Please take the lines from the one holding "Objective — drop one pin on each instance of the green" through the one holding "Objective — drop one pin on each instance of the wispy" in the data below and copy them exactly.

--- Data extract Enclosed Below ---

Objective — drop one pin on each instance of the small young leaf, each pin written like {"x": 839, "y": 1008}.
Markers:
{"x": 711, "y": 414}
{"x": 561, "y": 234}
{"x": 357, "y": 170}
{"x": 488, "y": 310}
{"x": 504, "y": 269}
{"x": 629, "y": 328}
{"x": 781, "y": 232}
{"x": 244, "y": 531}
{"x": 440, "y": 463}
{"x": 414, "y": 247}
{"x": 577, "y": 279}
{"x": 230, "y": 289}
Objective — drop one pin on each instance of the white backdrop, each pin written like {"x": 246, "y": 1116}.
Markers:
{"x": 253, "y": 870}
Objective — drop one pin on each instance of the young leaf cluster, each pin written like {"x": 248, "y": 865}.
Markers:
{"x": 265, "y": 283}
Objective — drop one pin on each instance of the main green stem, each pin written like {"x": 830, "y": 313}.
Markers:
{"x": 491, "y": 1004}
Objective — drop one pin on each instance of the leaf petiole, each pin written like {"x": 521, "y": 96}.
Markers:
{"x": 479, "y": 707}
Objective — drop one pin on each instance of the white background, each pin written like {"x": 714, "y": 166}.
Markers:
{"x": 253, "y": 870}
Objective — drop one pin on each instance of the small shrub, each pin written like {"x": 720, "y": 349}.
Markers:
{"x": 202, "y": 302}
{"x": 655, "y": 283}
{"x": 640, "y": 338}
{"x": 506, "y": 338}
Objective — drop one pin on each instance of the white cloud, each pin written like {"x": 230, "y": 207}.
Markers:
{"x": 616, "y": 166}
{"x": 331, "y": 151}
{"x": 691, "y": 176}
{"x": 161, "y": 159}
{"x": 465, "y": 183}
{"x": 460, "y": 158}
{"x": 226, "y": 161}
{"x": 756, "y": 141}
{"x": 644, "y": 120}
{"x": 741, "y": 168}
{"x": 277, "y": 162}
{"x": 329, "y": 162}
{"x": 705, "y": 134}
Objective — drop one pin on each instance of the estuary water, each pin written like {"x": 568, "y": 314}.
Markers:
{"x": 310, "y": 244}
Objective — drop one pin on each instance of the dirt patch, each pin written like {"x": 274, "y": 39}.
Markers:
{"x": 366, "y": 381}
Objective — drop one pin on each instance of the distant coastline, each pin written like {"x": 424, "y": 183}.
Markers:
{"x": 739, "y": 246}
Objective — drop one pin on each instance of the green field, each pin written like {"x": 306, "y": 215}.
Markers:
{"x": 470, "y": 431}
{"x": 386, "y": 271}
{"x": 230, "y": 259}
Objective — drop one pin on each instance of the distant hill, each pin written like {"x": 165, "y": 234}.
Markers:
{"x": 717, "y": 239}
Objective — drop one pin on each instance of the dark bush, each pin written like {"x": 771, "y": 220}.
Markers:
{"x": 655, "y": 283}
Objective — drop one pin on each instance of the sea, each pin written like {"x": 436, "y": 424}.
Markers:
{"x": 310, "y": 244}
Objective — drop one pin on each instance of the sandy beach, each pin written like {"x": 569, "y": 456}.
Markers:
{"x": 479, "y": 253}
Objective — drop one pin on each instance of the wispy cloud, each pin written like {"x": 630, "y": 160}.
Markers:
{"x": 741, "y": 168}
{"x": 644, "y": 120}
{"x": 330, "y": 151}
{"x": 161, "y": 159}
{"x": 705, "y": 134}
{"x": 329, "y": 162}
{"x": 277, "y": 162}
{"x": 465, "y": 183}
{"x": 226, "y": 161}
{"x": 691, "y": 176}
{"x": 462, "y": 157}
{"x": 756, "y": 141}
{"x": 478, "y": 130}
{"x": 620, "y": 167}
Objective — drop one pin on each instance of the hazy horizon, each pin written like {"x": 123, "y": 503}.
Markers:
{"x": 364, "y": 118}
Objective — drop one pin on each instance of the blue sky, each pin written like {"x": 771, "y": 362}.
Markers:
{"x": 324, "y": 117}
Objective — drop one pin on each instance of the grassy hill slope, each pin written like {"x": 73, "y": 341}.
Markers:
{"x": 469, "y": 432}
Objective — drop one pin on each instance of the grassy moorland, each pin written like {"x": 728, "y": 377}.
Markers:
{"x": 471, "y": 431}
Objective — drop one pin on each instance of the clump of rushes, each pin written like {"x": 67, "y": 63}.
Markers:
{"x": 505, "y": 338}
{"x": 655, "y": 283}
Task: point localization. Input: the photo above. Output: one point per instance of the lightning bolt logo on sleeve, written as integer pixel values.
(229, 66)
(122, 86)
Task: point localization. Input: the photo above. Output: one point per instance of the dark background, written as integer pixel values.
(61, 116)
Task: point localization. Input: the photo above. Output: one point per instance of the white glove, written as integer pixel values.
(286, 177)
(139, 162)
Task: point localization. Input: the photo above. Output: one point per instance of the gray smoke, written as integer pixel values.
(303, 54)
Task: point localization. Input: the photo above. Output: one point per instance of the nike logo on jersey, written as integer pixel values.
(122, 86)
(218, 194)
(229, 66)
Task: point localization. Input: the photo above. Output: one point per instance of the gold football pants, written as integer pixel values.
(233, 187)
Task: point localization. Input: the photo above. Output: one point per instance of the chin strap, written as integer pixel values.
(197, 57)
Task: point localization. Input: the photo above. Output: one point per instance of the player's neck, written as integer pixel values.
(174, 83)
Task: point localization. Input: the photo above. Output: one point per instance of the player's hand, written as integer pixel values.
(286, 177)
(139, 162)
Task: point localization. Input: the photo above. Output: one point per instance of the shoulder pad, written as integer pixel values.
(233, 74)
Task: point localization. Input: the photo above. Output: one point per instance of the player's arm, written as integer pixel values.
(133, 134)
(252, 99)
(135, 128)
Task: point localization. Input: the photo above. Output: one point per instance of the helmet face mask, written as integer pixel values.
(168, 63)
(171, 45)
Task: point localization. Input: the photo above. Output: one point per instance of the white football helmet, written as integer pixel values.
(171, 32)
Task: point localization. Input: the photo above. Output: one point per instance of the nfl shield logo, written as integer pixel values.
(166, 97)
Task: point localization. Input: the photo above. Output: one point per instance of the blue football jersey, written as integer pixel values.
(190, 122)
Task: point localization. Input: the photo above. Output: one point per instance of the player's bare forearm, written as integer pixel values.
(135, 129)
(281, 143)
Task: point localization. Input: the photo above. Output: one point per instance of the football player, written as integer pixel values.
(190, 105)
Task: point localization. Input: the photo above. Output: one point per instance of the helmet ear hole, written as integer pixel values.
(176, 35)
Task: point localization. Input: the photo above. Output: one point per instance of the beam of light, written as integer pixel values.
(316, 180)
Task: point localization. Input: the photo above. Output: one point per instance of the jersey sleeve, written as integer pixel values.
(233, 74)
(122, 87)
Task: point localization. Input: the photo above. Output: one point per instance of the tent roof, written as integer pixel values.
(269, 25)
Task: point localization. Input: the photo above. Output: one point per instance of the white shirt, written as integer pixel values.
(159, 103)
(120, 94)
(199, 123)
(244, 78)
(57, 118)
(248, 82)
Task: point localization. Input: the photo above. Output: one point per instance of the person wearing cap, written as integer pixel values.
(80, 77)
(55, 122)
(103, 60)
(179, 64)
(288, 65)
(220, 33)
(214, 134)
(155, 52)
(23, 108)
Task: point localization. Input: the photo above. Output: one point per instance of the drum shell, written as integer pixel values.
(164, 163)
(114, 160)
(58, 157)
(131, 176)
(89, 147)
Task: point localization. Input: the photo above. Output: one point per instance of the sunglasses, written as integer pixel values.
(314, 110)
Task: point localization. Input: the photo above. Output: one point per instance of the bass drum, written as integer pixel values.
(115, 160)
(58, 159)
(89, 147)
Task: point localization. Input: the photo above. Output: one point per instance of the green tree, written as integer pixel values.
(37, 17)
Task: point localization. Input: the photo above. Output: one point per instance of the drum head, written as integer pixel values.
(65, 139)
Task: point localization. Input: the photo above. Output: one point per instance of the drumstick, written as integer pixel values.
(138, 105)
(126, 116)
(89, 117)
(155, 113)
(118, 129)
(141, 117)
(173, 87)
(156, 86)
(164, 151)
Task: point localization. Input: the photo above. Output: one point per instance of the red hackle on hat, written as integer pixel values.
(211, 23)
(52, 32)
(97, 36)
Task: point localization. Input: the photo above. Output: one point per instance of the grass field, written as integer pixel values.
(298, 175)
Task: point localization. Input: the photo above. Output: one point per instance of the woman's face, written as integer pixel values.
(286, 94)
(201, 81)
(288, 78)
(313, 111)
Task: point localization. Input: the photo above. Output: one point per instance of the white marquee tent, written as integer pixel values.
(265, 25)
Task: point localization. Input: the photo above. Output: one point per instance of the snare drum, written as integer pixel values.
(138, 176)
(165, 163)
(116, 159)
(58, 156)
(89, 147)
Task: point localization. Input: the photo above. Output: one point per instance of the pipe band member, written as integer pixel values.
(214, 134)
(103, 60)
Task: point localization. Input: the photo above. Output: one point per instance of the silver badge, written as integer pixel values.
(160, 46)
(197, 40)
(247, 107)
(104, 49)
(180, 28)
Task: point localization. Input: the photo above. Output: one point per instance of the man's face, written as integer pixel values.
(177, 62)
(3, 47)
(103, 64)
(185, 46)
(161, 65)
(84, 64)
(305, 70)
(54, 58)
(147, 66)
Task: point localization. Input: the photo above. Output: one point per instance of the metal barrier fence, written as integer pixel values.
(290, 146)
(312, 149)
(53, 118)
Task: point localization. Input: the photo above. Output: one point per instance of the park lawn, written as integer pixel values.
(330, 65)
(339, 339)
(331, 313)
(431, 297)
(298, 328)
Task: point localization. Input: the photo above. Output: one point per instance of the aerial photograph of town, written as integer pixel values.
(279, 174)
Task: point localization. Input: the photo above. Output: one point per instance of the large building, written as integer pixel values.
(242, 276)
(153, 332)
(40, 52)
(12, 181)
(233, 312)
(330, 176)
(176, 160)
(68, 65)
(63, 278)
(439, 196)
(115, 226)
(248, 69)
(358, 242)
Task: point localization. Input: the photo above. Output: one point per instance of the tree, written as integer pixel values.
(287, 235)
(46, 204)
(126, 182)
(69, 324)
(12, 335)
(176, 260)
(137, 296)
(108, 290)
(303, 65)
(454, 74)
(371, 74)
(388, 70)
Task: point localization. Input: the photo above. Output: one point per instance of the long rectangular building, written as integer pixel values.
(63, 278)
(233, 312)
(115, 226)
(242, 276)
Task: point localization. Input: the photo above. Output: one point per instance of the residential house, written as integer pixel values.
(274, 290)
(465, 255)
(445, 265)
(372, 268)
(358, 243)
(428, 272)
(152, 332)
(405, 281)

--- End of Enclosed Data extract ---

* [Task response]:
Objective — drop one pin on each instance of the green field, each pin written like {"x": 306, "y": 215}.
Markers:
{"x": 470, "y": 431}
{"x": 386, "y": 271}
{"x": 230, "y": 259}
Objective — drop one pin on each instance of the distant hill, each pin written like {"x": 165, "y": 234}.
Markers:
{"x": 717, "y": 239}
Objective — drop one pin on each instance of the dark bush, each pin written like {"x": 771, "y": 220}.
Markers:
{"x": 655, "y": 283}
Objective — drop one pin on each instance of the sea, each pin written like {"x": 436, "y": 424}.
Markers:
{"x": 310, "y": 244}
Objective — drop one pin on each instance of the sandy beach, each pin written like {"x": 569, "y": 456}.
Markers:
{"x": 479, "y": 253}
Objective — drop one pin on each instance of the wispy cloud, each pin written like {"x": 630, "y": 160}.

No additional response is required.